→ Exercise requirements: Quote the passage from the supply chain careers article word for word, starting at "As a professional" and ending at "supply chain management.".

Why a career in supply chain will lead to a wealth of equal opportunities for men and women.

Supply chain management might have historically been considered a male-dominated sector. However, there are plenty of great reasons for women to consider careers and target leadership positions within this dynamic, fast-moving industry.

As a professional staffing specialist, we’re lucky enough to get to know some inspirational women and help them secure leadership roles within supply chain management.

 

 

Audrey Davin, a senior supply chain professional from Unilever, spoke to us about the biggest challenges she’s faced, how she overcame them, and gave us her opinions on gender diversity and sustainability in the supply chain, which is top of the agenda for many businesses today.

How did you get into supply chain management?

It was a natural choice for me. I come from a family of bakers and have worked in the family business from a young age, supporting everything from production to customer service.

When choosing my career, I was already concerned about the problems linked to the environment and sustainability within manufacturing. Even 20 years ago, supply chain management offered the best opportunity to cover all my points of interest.

 

How can we encourage more women to choose supply chain as a viable career option? What’s good about supply chain, and why should it be appealing? 

Why shouldn’t it be appealing to a woman? Supply chain management is a great career path, and there is nothing within supply chain that a woman can’t do.

There are many exciting opportunities to progress in a range of diverse disciplines, including procurement, production, quality, engineering, logistics, sustainability, innovation, digital transformation, new technologies development and implementations. There aren’t many functions offering such a wide variety of job profiles and a chance to tackle multiple topics as your career develops.

→ Supplied material:
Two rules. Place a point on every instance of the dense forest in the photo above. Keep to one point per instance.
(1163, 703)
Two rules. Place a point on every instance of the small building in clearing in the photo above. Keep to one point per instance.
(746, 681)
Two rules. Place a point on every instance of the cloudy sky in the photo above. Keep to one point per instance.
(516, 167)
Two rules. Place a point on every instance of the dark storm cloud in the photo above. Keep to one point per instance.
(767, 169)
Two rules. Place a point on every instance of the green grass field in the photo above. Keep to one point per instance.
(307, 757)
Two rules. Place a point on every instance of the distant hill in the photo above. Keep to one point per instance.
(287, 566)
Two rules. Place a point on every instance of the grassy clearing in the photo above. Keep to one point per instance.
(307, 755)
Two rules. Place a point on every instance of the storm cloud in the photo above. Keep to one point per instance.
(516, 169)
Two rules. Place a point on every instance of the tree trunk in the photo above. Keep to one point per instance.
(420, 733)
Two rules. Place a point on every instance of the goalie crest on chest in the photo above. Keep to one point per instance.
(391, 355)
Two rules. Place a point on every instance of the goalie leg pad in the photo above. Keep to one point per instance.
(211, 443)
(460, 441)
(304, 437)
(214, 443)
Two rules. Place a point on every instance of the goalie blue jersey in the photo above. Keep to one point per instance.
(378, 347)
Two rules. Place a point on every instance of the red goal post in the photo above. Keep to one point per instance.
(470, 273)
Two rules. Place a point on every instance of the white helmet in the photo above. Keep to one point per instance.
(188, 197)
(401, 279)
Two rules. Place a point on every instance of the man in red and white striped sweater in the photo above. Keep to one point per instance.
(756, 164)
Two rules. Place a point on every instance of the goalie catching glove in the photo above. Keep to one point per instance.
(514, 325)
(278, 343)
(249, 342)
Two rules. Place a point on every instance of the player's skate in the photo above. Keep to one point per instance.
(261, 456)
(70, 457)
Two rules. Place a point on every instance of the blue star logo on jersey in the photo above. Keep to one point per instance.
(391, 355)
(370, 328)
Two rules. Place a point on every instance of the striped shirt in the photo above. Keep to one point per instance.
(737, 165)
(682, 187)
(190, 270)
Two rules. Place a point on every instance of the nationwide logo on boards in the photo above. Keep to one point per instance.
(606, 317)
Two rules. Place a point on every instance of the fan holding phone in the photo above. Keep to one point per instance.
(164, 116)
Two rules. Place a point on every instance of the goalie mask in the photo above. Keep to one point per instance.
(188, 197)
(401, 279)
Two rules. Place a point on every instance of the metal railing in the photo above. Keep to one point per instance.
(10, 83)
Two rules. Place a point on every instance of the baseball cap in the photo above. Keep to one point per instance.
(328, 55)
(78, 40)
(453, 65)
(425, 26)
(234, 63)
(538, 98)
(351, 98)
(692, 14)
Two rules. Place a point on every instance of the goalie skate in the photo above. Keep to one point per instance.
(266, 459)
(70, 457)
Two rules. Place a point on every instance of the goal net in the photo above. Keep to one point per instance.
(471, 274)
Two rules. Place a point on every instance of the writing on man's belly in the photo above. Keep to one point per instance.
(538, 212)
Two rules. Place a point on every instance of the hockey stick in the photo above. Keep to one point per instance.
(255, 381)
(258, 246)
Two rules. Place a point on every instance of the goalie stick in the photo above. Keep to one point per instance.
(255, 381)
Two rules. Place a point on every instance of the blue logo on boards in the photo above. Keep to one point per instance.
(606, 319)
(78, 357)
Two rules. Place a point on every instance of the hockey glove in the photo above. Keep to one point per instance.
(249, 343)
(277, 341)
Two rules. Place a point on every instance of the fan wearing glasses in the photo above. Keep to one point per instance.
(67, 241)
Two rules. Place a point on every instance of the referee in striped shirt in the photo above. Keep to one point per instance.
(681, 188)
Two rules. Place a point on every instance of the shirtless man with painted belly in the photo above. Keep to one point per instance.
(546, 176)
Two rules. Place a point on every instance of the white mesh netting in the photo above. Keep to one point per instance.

→ The completed task:
As a professional staffing specialist, we’re lucky enough to get to know some inspirational women and help them secure leadership roles within supply chain management.